■ **Records shown**
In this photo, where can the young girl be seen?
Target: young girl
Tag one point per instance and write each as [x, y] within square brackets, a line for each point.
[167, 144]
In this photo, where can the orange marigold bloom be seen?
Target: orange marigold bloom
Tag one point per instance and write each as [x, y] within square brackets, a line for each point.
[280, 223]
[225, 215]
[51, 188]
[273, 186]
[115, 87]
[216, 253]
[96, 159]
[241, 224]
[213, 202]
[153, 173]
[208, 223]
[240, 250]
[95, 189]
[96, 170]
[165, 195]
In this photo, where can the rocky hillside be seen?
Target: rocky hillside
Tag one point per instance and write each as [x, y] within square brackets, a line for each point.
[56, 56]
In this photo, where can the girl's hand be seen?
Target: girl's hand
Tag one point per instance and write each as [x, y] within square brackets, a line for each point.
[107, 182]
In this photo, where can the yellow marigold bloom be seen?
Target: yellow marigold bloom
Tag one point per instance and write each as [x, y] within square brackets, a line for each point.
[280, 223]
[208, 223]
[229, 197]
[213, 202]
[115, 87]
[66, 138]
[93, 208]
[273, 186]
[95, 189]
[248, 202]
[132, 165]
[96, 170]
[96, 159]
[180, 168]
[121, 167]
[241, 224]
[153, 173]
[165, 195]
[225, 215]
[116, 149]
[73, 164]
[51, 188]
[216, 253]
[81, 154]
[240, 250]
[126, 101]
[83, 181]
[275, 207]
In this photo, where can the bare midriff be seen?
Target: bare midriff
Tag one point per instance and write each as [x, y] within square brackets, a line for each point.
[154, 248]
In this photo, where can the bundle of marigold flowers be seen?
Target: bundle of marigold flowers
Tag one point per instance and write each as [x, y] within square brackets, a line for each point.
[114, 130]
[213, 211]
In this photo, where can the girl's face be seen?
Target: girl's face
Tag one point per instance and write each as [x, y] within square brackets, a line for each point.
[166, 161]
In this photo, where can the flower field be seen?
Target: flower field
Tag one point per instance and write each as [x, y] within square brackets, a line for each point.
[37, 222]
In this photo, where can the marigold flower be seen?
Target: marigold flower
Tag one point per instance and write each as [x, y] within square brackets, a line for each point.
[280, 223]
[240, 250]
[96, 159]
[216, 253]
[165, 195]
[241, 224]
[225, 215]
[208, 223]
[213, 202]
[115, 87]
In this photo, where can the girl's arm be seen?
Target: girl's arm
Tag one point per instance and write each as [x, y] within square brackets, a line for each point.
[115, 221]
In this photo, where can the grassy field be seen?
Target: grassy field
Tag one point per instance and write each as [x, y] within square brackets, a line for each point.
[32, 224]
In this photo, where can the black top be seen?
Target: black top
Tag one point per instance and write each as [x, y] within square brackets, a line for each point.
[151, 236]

■ **Your objective**
Return, from the material above, each line holding the string "bundle".

■ **Expected output**
In this photo, where can the bundle of marigold flowers be seen?
Target: bundle of marigold flowers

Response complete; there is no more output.